Task brief -> From the data that follows, print exactly the lines starting at the one containing "x=522, y=325" and ending at the one containing "x=207, y=188"; include both of them and nothing more.

(Collected data)
▬▬▬
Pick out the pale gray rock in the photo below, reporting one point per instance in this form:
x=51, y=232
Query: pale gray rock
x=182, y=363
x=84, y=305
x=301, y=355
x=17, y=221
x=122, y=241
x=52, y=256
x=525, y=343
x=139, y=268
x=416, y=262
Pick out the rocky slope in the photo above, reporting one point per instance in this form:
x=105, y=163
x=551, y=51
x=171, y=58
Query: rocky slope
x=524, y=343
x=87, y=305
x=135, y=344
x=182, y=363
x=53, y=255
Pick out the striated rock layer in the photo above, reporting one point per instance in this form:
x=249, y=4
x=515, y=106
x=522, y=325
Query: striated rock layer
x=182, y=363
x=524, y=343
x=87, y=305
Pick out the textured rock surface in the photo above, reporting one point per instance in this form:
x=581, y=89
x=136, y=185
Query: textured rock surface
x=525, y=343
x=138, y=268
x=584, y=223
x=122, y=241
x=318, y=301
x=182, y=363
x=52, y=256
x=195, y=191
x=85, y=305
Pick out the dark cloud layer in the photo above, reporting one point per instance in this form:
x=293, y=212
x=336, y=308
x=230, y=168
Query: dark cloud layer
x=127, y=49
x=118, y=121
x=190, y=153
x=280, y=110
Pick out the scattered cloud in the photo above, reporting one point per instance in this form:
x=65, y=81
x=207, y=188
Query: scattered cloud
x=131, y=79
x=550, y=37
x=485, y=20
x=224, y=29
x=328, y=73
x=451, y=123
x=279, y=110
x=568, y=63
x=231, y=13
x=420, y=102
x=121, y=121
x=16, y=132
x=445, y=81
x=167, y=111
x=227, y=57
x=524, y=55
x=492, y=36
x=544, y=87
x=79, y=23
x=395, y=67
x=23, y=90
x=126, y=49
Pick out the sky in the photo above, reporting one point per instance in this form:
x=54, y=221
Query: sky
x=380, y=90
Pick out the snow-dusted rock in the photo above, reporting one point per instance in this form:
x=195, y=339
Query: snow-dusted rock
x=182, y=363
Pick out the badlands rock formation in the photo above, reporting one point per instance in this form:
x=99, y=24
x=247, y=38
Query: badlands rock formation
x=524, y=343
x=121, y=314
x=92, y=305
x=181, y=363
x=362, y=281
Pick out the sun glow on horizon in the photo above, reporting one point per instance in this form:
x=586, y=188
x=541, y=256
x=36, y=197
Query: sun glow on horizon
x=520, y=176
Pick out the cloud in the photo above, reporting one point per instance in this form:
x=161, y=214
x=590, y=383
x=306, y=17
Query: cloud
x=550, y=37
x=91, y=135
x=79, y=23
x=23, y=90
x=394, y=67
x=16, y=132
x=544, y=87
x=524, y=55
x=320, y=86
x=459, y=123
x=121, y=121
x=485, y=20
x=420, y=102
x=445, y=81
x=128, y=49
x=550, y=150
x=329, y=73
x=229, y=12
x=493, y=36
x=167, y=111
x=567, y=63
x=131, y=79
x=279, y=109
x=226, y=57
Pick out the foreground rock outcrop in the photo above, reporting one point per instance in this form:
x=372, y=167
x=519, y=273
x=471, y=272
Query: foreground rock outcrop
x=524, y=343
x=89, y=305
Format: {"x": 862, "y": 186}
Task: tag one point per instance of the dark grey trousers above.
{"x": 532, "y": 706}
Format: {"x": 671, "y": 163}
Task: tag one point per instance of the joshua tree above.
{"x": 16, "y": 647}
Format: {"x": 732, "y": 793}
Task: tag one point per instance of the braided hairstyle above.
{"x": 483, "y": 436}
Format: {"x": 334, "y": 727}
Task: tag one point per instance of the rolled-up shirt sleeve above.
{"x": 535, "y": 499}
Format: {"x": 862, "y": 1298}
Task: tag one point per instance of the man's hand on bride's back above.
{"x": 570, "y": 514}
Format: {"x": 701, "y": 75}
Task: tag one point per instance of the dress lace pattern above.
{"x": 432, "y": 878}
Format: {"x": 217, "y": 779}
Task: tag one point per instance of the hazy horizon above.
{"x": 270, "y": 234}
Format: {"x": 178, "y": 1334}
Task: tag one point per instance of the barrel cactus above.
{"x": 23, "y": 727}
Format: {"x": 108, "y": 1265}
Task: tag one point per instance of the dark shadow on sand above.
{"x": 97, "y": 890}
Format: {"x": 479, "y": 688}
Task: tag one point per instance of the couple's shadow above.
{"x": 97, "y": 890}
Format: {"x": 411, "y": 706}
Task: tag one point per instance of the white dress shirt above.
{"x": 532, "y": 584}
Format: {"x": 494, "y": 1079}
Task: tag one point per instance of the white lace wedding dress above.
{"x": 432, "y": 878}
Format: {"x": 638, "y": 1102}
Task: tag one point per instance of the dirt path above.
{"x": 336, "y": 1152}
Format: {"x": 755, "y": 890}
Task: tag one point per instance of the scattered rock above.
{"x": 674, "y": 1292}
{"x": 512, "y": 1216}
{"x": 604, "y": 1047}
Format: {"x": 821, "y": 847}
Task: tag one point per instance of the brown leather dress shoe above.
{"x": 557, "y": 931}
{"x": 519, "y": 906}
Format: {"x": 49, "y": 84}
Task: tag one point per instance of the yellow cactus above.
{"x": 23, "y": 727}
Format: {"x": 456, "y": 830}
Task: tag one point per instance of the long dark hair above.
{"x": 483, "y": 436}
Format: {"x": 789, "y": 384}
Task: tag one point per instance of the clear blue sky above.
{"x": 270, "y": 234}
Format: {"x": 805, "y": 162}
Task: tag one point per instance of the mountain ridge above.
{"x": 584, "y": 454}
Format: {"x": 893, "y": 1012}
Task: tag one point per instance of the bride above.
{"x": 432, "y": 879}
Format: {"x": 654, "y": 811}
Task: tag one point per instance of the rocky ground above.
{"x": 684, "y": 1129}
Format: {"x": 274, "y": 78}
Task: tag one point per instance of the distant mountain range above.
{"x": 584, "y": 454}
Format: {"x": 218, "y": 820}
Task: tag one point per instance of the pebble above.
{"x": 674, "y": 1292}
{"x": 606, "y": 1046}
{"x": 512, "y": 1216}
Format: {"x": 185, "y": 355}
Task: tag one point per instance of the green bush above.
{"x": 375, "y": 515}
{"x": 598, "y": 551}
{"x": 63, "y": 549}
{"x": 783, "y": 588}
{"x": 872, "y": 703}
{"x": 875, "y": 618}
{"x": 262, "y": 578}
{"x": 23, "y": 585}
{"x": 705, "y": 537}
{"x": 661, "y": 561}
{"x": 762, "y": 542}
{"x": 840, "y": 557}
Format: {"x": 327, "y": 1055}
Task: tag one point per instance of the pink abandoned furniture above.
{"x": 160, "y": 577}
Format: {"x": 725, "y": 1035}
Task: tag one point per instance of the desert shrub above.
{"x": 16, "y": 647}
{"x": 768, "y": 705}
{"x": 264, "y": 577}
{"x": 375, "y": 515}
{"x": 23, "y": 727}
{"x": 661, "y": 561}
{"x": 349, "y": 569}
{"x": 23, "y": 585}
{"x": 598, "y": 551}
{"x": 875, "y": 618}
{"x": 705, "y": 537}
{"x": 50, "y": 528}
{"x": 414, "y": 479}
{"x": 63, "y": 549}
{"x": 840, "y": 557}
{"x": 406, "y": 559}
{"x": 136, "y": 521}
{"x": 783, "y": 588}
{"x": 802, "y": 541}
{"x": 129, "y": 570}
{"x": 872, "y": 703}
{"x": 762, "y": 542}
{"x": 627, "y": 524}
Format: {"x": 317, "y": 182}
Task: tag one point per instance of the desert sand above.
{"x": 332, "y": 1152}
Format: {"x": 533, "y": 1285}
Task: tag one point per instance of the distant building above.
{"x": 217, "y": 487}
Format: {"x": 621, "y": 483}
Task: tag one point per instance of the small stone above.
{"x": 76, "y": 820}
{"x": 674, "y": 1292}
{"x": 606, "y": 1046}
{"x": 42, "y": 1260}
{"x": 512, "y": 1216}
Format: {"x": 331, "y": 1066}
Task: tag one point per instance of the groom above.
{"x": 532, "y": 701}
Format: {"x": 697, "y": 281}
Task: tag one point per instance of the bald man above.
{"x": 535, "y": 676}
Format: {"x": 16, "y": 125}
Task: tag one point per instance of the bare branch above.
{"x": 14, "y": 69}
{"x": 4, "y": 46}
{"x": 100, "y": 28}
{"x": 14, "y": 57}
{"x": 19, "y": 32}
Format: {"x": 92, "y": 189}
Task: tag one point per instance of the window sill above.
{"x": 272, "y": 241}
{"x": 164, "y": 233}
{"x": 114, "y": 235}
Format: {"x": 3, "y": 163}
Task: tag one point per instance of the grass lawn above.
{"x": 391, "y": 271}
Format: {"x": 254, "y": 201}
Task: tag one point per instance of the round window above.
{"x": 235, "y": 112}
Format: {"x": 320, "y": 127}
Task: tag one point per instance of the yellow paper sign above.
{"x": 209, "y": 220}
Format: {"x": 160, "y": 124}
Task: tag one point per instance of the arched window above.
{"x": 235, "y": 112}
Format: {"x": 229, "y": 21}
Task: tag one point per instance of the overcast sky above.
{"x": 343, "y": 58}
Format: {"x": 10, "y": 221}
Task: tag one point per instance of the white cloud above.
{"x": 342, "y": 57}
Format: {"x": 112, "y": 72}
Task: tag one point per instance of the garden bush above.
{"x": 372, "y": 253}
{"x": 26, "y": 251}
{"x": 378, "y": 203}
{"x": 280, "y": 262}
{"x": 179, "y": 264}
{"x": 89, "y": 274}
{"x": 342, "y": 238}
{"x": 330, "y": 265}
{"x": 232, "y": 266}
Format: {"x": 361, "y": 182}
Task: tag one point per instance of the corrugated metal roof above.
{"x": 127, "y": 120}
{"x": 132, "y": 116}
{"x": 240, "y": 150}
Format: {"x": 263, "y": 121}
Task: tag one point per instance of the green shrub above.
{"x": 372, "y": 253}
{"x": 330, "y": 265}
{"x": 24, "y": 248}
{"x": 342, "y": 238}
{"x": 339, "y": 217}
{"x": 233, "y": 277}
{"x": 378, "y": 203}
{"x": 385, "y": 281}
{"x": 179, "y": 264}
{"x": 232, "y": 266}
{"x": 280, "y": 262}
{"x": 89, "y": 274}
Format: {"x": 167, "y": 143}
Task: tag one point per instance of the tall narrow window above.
▬▬▬
Solution below ->
x=522, y=325
Query: striated rock layer
x=182, y=363
x=524, y=343
x=87, y=305
Pick out the textured rock surface in the photo above, reporting one point per instance in this form:
x=581, y=89
x=136, y=185
Query: textured rock surface
x=525, y=343
x=138, y=268
x=584, y=223
x=122, y=241
x=318, y=301
x=182, y=363
x=52, y=256
x=195, y=191
x=85, y=305
Pick out the dark cloud layer in the photo above, reporting one point per instance in this form:
x=293, y=212
x=336, y=308
x=230, y=168
Query: dark cloud layer
x=127, y=49
x=118, y=121
x=190, y=153
x=280, y=110
Pick out the scattered cloud in the photo above, reporting one point per instance in this form:
x=65, y=81
x=207, y=188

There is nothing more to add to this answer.